- **Task description**
From the data, return each line holding the word "central".

Available records below:

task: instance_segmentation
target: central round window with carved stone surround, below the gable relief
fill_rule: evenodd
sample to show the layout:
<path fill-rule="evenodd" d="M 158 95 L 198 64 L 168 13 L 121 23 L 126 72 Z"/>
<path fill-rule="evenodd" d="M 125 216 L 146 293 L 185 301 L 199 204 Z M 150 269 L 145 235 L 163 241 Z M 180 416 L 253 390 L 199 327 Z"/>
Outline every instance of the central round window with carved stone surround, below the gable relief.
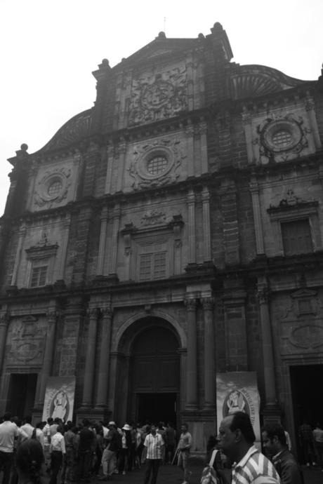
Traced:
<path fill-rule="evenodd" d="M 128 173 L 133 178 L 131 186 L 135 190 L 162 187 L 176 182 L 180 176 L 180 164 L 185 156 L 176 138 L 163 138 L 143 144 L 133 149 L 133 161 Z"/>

End of Available records.
Available records below:

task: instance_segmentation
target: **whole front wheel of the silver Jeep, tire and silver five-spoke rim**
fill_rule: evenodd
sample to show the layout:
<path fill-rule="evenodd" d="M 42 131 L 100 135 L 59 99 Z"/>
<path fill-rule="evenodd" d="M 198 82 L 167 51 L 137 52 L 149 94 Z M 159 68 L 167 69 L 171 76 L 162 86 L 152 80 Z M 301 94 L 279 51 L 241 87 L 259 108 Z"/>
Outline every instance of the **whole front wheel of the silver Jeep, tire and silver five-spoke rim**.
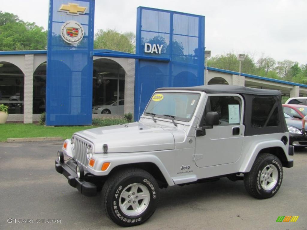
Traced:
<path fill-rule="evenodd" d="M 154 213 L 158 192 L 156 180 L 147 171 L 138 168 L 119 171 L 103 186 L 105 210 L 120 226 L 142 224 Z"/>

End of Available records.

- **Reply to the task**
target: central round window with carved stone surround, below the gable relief
Outline every instance of the central round window with carved stone surround, below the gable relief.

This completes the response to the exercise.